» GOAL OF THE EXERCISE: Rewrite each of the items below as a numbered list with one entry per line, omitting any blank lines.

» DATASET CONTENT:
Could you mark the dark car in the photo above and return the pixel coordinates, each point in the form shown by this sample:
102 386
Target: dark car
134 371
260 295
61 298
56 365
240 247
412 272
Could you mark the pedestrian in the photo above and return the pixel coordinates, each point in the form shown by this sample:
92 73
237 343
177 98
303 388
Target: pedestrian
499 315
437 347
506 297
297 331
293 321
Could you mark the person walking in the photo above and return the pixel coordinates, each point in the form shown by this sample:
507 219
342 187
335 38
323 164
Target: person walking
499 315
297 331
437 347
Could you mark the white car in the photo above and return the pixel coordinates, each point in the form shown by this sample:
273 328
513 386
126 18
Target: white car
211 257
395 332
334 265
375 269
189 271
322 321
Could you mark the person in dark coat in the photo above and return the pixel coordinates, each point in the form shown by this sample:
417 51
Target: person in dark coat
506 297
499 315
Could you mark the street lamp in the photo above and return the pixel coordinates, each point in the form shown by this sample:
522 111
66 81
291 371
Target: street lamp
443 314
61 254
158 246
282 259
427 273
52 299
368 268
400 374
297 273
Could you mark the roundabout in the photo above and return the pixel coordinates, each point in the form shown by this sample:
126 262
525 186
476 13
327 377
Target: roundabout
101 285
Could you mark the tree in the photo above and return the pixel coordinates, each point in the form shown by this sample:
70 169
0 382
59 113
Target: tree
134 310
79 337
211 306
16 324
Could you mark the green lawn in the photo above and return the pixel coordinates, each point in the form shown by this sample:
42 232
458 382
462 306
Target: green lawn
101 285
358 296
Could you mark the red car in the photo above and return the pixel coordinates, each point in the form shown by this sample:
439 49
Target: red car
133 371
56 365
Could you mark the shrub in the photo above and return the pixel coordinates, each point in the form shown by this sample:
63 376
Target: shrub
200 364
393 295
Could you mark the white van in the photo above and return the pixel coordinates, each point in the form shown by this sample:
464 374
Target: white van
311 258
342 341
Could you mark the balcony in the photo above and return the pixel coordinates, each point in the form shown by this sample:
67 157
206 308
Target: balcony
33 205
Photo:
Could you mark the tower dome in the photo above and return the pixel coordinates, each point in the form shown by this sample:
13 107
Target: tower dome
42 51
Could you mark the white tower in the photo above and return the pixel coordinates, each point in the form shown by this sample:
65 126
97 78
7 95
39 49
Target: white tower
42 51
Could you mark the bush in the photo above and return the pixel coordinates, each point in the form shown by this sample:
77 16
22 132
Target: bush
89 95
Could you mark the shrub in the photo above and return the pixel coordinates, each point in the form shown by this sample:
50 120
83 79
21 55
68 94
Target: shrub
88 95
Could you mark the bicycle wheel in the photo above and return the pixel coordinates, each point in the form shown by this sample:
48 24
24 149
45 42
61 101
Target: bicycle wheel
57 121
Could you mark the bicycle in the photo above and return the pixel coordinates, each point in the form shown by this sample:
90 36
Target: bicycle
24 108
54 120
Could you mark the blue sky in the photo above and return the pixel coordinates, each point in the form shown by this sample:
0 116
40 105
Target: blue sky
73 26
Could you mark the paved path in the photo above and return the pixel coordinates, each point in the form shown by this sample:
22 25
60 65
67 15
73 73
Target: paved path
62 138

» SOLVED EXERCISE:
1. Could you mark the dark car in the photo above and return the pixel coordinates, each point in the form shown by this sample:
2. 102 386
3. Target: dark car
4. 134 371
5. 260 295
6. 61 298
7. 56 365
8. 240 247
9. 412 272
10. Could you mark the pedestrian in the photo above and return the pixel coordinates, each point in the form shown by this sample:
11. 92 73
12. 237 343
13. 177 98
14. 303 388
15. Target: pedestrian
16. 499 315
17. 437 347
18. 506 297
19. 297 331
20. 293 321
21. Could you mark the person walking in the photo above and return the pixel coordinates, each point in the form shown by this sample:
22. 507 219
23. 342 187
24. 335 38
25. 323 164
26. Target: person walking
27. 499 315
28. 297 331
29. 437 347
30. Could you mark the white car in the photo above and return the pixel coordinates, each point in the form shown by this sample:
31. 273 328
32. 513 386
33. 126 18
34. Target: white car
35. 211 257
36. 395 332
37. 334 265
38. 375 269
39. 189 271
40. 322 321
41. Could you mark the person in dark coat in the photo above and return the pixel coordinates, each point in the form shown by this sample:
42. 417 51
43. Target: person in dark coat
44. 506 297
45. 499 315
46. Could you mark the street lamp in the photo above and return the pixel coordinates, each point in the form shown by this sample:
47. 522 111
48. 66 81
49. 291 371
50. Target: street lamp
51. 443 314
52. 61 254
53. 158 246
54. 282 259
55. 427 273
56. 52 299
57. 368 268
58. 400 374
59. 297 273
60. Could you mark the roundabout in the photo above and return the pixel coordinates, each point in the form shown by this sample:
61. 126 262
62. 525 186
63. 476 13
64. 327 377
65. Target: roundabout
66. 101 285
67. Could you mark the tree in the photo above and return the pixel coordinates, each point in the form shown by this sample:
68. 70 169
69. 0 382
70. 59 113
71. Target: tree
72. 134 310
73. 79 337
74. 211 306
75. 16 324
76. Could you mark the green lawn in the photo above and return the pixel coordinates, each point in the form shown by this sample:
77. 42 232
78. 458 382
79. 462 306
80. Target: green lawn
81. 101 285
82. 358 296
83. Could you mark the red car in the photo above and return the pixel coordinates, each point in the form shown by this sample:
84. 439 49
85. Target: red car
86. 133 371
87. 56 365
88. Could you mark the shrub in the photo above and return the pixel coordinates, each point in the form shown by this sample:
89. 63 376
90. Target: shrub
91. 200 364
92. 393 295
93. Could you mark the white van in the photo above and return the pixel coordinates, each point in the form shown by this sample:
94. 464 374
95. Target: white van
96. 311 258
97. 342 341
98. Could you mark the balcony in the photo above and return the pixel coordinates, each point in the form shown by this sample:
99. 67 157
100. 206 308
101. Target: balcony
102. 33 205
103. Photo:
104. Could you mark the tower dome in the photo above and return the pixel coordinates, each point in the form shown by this sample:
105. 13 107
106. Target: tower dome
107. 42 51
108. Could you mark the white tower in the photo above and return the pixel coordinates, each point in the form shown by this sample:
109. 65 126
110. 97 78
111. 7 95
112. 39 49
113. Target: white tower
114. 42 51
115. Could you mark the bush in the photo above and return the pixel coordinates, each point in the form shown by this sample:
116. 77 16
117. 22 132
118. Target: bush
119. 89 95
120. Could you mark the shrub in the photo above and return the pixel coordinates, each point in the form shown by this sample:
121. 50 120
122. 83 79
123. 21 55
124. 68 94
125. Target: shrub
126. 88 95
127. Could you mark the bicycle wheel in the photo above and return the pixel coordinates, each point in the form shown by this sample:
128. 48 24
129. 24 149
130. 45 42
131. 61 101
132. Target: bicycle wheel
133. 57 121
134. Could you mark the bicycle in the photo above and return the pixel coordinates, each point in the form shown by this sample:
135. 90 36
136. Target: bicycle
137. 24 108
138. 54 120
139. Could you mark the blue sky in the photo above and return the pixel coordinates, each point in the form shown by this sample:
140. 0 116
141. 40 105
142. Target: blue sky
143. 73 26
144. Could you mark the paved path in the photo above and return the pixel coordinates, each point in the form shown by this sample:
145. 22 25
146. 60 65
147. 67 15
148. 73 73
149. Target: paved path
150. 62 138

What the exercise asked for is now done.